> [Texte étudié]
*-*-*

Le notti peccaminose di Pietro l'Aretino
Autres titres: Les pages galantes et scandaleuses
Real: Manlio Scarpelli
Année: 1972
Origine: Italie
Genre: Décamérotique
Durée: 91mn
Acteurs: Adriana Asti, Elena Veronese, Gianni Musy, Lucia Modugno, Belinda Bron, Melu Valente, Luciana Turina, Piero Vida, Giuseppe Alotta, Salvatore Baccaro, Renato Pinciroli, Tiberio Murgia, Giacomo Rizzo, Renzo Rinaldi, Carla Mancini, Franca Scagnetti, Lee Banner...
Résumé: Nana, une noble dame, emmène sa fille Prudenza à Rome afin que l'évêque vérifie sa virginité et fasse d'elle une courtisane, autrement dit une honorable putain dans un bordel local. Tout au long du chemin Nana conte à sa fille des histoires aussi triviales que cruelles dont elle tire elle même la morale afin d'initier Prudenza à son futur statut de courtisane. Nana ignorait que sa fille n'était plus vierge. Elle va devoir tromper l'évêque grâce à une vile fourberie afin qu'il proclame au peuple qu'une nouvelle catin est arrivée en ville...

*-*-*

Lignes extraites d'un recueil:
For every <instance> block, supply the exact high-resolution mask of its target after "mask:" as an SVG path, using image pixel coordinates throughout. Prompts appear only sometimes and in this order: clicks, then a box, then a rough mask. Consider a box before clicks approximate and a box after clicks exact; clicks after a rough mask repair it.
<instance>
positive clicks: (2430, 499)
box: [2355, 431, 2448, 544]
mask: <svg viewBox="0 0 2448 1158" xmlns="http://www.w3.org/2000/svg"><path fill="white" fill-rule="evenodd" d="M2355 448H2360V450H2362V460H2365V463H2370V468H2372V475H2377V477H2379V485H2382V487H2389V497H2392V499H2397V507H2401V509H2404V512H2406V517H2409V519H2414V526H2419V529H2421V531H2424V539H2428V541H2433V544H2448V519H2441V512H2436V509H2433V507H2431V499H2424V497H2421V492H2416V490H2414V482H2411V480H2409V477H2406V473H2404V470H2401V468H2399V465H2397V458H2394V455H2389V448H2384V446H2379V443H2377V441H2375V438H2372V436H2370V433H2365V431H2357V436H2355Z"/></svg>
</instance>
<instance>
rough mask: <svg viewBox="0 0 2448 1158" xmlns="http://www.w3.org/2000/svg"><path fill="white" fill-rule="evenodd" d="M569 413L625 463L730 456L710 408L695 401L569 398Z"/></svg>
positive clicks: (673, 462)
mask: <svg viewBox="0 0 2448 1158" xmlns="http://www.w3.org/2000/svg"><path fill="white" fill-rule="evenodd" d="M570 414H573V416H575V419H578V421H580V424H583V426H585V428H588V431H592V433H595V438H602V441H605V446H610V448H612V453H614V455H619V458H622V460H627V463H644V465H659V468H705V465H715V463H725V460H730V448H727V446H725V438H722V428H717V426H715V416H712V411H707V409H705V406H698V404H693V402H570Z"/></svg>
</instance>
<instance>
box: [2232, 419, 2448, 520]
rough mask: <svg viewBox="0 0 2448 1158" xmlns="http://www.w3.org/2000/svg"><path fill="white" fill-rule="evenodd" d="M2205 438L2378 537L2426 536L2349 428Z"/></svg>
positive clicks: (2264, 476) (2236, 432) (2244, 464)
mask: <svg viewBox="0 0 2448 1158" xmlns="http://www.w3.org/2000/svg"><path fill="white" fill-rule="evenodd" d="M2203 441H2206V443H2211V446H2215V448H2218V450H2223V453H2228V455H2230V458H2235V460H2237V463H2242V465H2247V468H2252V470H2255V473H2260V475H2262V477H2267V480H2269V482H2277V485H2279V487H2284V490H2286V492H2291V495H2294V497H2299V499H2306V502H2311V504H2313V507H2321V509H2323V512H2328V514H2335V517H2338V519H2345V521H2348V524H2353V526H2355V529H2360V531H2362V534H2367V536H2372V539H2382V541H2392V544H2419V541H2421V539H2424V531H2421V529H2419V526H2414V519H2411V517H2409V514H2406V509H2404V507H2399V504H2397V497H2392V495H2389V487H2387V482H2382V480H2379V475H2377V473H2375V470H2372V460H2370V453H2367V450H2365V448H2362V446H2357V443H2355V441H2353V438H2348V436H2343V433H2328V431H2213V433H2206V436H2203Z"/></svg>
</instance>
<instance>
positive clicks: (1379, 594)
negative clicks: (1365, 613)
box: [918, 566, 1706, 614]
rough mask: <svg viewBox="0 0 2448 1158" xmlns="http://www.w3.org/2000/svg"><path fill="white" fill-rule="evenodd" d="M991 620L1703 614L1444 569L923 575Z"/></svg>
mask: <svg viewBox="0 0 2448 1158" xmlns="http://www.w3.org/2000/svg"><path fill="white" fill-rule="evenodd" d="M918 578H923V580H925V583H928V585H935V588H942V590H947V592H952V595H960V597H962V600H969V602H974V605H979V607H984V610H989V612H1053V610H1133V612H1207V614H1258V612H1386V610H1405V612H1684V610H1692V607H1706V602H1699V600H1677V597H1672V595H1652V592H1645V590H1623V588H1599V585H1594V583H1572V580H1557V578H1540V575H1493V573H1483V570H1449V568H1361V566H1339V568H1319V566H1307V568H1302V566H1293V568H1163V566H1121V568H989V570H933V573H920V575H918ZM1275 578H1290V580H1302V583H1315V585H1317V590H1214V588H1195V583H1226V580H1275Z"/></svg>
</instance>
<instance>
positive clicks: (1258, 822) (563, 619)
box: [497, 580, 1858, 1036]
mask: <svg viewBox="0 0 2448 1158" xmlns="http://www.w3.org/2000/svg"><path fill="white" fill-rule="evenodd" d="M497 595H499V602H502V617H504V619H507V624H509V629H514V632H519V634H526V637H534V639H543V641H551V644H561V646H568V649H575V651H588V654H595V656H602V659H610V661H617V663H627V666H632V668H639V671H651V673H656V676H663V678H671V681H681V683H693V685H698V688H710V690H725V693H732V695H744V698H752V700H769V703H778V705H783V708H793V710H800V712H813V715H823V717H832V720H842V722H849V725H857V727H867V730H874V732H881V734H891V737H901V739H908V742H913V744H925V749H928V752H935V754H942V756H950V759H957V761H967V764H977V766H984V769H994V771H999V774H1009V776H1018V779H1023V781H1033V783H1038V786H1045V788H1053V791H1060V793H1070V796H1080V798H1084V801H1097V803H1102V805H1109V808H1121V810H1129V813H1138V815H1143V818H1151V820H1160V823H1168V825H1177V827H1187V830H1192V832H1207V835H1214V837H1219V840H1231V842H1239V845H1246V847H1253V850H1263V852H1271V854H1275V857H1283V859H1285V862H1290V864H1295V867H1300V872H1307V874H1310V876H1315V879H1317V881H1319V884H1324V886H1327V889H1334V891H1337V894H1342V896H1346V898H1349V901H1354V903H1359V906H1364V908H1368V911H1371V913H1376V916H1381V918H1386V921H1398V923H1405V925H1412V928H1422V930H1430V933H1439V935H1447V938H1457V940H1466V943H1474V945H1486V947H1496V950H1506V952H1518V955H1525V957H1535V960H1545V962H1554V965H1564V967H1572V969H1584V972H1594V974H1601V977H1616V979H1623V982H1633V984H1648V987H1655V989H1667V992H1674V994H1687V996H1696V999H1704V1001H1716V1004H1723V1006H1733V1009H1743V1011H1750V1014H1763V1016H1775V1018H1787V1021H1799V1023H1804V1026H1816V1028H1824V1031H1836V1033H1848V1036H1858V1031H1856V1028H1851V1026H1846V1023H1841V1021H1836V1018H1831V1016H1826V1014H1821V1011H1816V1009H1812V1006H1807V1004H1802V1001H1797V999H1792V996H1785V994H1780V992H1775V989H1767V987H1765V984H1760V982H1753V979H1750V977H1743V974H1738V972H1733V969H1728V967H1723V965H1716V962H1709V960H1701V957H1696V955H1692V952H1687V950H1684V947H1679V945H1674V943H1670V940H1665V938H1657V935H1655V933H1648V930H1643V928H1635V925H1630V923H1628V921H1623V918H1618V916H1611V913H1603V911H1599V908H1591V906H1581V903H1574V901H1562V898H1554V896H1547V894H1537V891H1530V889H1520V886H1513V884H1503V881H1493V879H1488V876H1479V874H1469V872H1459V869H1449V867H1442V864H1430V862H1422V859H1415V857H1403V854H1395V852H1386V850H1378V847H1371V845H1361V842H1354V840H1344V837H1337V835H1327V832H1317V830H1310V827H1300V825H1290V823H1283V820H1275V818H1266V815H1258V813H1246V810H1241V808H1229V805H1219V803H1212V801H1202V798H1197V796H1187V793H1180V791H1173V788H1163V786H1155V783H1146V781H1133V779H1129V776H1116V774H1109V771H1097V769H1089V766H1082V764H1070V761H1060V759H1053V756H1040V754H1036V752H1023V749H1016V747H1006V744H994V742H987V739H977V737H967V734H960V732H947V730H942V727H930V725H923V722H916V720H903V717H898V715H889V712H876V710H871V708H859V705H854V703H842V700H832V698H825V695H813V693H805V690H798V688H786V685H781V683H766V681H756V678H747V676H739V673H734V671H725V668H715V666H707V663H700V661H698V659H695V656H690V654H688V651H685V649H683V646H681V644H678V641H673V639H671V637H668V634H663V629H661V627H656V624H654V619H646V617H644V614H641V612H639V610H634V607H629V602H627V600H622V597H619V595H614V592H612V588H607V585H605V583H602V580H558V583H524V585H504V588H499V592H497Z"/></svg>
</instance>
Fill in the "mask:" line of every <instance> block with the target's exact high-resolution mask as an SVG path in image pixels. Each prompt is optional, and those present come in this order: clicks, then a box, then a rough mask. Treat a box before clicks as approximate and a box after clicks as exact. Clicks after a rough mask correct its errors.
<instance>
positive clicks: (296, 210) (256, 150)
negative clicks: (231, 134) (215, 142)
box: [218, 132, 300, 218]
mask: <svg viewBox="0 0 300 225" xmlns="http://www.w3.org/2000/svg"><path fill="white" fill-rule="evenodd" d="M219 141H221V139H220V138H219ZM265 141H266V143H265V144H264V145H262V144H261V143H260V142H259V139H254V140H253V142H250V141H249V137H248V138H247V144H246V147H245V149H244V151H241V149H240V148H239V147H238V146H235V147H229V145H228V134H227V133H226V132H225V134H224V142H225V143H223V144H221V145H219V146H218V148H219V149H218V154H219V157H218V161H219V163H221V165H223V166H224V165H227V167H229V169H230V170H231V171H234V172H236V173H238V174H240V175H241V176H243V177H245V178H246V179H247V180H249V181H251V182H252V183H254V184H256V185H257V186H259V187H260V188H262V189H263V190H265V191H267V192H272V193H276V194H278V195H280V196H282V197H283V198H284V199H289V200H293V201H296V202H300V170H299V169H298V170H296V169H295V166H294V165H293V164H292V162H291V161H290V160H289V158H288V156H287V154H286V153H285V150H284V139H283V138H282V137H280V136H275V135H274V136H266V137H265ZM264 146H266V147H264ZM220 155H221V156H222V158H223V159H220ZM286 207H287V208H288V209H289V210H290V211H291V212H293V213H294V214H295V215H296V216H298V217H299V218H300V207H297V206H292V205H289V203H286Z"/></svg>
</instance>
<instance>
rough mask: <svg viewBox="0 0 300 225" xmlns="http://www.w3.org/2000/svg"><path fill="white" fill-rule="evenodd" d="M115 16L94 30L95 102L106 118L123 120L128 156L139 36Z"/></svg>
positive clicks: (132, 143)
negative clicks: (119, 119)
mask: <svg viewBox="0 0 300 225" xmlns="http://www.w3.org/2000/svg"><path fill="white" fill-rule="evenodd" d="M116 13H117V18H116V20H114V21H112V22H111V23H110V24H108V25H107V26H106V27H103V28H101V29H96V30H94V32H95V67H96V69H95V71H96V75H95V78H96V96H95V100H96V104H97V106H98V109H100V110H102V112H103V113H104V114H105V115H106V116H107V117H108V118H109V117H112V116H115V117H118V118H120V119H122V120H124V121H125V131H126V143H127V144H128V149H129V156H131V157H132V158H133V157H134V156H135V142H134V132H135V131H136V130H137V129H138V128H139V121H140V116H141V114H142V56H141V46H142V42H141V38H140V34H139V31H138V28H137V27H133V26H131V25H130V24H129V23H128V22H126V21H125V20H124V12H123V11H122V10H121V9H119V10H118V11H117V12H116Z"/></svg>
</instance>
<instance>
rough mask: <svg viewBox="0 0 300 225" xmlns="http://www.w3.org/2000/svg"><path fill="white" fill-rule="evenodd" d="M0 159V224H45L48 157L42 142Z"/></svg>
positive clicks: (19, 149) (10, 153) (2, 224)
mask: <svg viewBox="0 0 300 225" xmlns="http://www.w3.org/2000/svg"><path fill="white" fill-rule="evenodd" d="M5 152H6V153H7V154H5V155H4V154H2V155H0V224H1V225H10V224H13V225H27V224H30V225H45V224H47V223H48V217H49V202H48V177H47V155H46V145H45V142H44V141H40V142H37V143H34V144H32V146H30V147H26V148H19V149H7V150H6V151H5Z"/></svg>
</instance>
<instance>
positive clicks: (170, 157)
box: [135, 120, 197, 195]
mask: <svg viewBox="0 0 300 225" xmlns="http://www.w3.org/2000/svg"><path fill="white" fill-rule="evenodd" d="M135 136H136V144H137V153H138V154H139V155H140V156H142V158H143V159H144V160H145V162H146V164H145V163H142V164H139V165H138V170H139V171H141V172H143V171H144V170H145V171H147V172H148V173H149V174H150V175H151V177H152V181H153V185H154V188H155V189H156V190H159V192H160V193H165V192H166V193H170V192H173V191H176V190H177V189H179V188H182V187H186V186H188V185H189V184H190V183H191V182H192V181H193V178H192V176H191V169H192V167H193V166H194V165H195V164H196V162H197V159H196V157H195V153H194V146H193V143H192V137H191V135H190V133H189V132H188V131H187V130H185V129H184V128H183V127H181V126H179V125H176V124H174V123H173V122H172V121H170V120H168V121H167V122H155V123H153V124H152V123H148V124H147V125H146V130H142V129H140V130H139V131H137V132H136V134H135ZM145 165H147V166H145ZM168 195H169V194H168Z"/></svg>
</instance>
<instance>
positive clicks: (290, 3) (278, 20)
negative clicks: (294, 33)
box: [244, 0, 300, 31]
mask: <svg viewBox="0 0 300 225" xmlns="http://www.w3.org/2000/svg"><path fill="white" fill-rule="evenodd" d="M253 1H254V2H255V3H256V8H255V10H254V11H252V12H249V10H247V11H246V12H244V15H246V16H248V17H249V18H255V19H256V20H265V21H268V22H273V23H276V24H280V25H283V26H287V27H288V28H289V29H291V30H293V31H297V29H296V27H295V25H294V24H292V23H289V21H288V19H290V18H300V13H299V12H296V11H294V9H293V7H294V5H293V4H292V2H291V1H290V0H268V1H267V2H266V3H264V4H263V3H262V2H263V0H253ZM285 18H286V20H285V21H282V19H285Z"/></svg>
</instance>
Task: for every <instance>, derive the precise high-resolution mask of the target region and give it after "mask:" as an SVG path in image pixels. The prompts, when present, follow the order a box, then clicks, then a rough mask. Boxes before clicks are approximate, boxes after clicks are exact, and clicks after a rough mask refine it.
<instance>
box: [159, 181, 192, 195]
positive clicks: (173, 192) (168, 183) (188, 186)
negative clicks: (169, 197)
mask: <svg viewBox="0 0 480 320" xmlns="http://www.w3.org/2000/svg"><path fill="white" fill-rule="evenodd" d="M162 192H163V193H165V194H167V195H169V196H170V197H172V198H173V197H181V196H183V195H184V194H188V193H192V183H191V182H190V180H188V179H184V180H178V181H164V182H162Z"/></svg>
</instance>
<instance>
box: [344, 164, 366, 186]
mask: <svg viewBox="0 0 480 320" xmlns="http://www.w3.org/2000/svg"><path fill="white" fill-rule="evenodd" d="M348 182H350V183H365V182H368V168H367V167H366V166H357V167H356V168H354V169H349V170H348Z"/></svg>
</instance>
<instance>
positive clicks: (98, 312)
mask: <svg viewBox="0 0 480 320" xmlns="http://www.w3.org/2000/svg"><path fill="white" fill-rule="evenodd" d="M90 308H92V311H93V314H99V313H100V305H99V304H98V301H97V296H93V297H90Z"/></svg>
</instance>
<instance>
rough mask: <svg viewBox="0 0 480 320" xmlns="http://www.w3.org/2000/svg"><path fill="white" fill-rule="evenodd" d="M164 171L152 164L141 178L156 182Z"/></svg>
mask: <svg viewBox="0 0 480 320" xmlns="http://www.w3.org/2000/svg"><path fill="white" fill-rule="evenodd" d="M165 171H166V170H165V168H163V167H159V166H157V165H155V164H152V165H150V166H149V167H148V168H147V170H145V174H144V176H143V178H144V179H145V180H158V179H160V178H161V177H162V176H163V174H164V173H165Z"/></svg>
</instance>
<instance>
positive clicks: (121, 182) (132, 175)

*-*-*

> [À compléter]
a - Comment traduire en anglais cette phrase de la fiche du film : « Nana ignorait que sa fille n'était plus vierge. » ?
b - Pouvez-vous recopier tout ce qui va de « Le notti peccaminose » jusqu'à « Scagnetti, Lee Banner... » dans la fiche du film ?

> [Corrigé de l'exercice]
a - Nana did not know that her daughter was no longer a virgin.

b -
Le notti peccaminose di Pietro l'Aretino
Autres titres: Les pages galantes et scandaleuses
Real: Manlio Scarpelli
Année: 1972
Origine: Italie
Genre: Décamérotique
Durée: 91mn
Acteurs: Adriana Asti, Elena Veronese, Gianni Musy, Lucia Modugno, Belinda Bron, Melu Valente, Luciana Turina, Piero Vida, Giuseppe Alotta, Salvatore Baccaro, Renato Pinciroli, Tiberio Murgia, Giacomo Rizzo, Renzo Rinaldi, Carla Mancini, Franca Scagnetti, Lee Banner...